**PROBLEM**
Please return every line in the following data that includes the string "orange".

**AVAILABLE DATA**
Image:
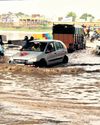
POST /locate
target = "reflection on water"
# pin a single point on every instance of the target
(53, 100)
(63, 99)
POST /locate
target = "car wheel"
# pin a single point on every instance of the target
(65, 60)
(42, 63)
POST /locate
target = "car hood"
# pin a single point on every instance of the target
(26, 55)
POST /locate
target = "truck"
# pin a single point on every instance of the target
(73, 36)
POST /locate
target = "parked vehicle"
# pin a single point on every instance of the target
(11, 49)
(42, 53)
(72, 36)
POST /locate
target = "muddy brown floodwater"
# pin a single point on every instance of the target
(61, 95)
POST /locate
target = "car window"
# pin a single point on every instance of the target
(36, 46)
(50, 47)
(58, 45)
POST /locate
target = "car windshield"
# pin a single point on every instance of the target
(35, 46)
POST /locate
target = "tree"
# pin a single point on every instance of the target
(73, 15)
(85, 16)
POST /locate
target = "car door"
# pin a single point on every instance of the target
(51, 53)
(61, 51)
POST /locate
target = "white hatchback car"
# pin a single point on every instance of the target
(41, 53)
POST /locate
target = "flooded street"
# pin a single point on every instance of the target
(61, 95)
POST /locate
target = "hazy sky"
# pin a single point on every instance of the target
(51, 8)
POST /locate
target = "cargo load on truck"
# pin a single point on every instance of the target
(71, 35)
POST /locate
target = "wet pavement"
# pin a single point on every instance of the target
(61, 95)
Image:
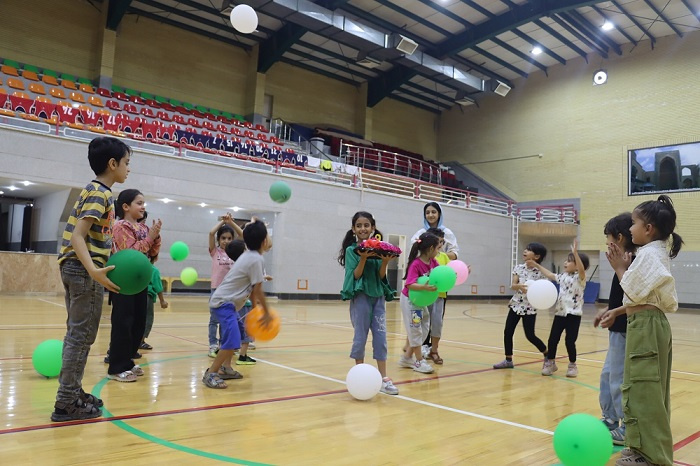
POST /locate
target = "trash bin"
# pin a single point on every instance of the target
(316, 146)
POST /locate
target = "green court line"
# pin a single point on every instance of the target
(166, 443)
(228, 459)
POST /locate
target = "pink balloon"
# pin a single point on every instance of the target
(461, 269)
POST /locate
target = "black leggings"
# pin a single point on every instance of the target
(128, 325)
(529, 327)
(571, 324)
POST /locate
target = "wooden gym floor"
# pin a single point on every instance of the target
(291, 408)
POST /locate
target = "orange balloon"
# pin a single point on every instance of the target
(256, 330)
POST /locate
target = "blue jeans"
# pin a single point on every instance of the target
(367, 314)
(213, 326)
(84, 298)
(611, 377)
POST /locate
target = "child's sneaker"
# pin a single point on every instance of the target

==

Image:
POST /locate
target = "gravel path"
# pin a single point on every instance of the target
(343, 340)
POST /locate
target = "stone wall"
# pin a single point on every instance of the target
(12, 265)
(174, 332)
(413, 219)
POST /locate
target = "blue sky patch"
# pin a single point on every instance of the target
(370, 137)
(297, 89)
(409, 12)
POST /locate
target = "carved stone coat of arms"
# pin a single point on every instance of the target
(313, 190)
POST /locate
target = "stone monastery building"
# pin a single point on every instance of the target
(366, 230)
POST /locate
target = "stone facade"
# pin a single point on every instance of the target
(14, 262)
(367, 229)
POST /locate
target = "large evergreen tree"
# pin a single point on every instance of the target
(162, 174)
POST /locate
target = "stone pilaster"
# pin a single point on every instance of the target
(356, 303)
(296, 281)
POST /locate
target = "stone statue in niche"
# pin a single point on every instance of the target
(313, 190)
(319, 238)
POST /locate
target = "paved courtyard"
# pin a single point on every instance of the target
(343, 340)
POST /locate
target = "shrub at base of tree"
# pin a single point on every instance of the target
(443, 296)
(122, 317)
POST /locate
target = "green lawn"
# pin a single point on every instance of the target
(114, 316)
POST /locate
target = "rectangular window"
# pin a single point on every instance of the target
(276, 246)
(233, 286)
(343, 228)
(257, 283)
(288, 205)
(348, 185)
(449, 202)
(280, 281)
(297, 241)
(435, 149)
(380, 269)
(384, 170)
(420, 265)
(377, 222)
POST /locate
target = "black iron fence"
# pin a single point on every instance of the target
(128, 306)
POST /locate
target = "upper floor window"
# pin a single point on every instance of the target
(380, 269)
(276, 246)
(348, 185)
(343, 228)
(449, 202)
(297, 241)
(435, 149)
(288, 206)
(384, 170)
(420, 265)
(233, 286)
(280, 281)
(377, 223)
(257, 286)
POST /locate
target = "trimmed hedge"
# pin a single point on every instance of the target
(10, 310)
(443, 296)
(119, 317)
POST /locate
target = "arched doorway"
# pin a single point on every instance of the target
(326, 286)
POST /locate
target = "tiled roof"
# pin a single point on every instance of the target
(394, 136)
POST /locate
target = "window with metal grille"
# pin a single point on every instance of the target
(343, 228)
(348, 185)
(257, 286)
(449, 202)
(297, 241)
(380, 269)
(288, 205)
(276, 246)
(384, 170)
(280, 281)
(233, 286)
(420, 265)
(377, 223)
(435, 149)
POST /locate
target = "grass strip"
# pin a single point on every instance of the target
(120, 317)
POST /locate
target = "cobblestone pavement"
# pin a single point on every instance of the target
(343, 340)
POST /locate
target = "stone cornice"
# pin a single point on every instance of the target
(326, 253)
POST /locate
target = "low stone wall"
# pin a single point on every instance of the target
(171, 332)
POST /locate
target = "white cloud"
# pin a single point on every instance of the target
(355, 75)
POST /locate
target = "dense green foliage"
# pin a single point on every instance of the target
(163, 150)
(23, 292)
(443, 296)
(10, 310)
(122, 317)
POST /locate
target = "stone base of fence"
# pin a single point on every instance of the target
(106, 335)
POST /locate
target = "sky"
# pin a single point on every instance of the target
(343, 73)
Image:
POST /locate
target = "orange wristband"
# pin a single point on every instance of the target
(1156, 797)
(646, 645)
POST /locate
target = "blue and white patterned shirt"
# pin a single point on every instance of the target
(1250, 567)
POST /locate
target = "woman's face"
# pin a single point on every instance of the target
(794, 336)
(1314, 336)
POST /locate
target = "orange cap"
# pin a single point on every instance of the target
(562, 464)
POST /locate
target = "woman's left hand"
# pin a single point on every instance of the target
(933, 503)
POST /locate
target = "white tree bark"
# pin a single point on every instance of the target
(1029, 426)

---

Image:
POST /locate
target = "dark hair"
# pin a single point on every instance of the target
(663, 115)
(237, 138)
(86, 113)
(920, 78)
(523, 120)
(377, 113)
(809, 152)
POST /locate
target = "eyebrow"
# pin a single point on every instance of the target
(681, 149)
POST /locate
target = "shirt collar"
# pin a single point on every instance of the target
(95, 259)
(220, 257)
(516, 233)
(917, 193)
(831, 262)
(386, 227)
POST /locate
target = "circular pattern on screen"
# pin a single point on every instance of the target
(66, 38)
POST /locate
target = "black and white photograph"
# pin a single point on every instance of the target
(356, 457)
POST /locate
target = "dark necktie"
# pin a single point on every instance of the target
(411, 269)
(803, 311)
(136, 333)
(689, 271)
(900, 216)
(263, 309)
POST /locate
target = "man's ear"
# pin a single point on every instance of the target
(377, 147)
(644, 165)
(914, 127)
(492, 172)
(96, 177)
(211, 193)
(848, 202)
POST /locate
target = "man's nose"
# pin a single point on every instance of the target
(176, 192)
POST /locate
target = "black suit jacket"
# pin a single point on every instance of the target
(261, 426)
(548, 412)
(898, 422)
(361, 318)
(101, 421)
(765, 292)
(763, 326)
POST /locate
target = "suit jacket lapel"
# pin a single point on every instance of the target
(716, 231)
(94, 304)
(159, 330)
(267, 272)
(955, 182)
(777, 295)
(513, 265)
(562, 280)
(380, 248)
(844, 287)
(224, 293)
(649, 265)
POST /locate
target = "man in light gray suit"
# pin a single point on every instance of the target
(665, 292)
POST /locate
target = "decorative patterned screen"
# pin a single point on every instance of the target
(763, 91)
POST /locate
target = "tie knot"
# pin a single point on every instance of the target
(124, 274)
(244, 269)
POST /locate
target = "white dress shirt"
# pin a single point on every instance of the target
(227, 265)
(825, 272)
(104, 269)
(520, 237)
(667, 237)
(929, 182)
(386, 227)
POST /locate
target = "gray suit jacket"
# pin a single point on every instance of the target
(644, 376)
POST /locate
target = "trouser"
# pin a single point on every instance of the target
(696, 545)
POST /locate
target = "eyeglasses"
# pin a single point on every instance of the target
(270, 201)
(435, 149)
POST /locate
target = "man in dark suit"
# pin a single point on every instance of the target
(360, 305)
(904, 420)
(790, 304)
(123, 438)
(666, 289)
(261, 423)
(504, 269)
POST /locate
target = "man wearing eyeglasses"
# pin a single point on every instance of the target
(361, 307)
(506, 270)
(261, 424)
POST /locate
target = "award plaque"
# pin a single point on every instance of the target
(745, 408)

**RESPONSE BELOW**
target = "orange balloon"
target = "orange wristband"
target = "orange cap"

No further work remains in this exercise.